_Aim of the exercise_
Count the lines in the items below that contain the string "negative", treating uppercase and lowercase as different. Reply with the number only.

_Material supplied_
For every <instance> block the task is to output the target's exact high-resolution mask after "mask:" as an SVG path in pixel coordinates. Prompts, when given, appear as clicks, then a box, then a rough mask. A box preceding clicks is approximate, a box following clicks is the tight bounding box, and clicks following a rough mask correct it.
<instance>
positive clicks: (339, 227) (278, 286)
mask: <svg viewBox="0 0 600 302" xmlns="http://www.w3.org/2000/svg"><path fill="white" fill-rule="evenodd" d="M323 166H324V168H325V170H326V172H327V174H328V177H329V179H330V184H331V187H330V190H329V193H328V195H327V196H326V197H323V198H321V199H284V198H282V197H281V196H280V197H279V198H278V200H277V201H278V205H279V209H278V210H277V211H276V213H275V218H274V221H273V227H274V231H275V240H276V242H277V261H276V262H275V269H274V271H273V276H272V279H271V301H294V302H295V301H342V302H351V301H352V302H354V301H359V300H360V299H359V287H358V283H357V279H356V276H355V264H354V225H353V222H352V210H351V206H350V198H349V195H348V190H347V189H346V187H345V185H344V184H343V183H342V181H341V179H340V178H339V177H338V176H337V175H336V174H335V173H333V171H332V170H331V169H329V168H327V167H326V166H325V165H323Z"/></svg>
--
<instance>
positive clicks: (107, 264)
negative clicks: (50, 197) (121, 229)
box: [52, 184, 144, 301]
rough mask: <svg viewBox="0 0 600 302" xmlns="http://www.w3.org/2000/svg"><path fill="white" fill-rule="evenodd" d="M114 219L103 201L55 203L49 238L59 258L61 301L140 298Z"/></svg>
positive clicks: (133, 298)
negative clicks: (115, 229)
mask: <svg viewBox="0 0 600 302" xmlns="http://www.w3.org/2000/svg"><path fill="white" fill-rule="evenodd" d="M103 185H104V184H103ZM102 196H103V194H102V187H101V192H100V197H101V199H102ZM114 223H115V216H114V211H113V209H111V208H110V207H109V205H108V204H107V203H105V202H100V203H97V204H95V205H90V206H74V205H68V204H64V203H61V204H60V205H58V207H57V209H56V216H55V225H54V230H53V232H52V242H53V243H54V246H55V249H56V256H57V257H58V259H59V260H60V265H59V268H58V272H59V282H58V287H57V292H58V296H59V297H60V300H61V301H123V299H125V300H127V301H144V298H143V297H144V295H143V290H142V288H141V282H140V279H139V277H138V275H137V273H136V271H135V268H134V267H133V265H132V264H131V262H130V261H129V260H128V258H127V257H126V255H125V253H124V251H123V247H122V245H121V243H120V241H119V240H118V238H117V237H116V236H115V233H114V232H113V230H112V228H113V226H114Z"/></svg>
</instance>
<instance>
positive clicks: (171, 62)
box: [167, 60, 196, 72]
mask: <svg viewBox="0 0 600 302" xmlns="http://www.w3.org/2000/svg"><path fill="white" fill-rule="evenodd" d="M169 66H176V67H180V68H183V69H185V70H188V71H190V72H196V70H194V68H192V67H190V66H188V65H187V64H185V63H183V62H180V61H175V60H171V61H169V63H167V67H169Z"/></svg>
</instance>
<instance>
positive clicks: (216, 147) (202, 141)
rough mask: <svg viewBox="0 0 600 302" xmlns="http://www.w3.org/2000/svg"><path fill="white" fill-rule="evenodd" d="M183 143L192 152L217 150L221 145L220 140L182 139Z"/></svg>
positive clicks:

_Answer space_
2